[EXERCISE OBJECTIVE]
List all lines in the material below that contain "glare".

[RECORDS TO USE]
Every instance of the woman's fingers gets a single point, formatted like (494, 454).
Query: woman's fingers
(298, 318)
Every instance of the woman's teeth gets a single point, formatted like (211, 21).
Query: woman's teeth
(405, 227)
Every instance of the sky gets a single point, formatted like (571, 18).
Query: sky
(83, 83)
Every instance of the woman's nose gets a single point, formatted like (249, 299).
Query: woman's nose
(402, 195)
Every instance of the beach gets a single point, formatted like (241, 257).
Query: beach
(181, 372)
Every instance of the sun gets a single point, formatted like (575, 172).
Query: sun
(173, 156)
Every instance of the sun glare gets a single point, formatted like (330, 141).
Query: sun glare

[EXPECTED OUTPUT]
Every instance of the sun glare gets a single point, formatted like (330, 141).
Query: sun glare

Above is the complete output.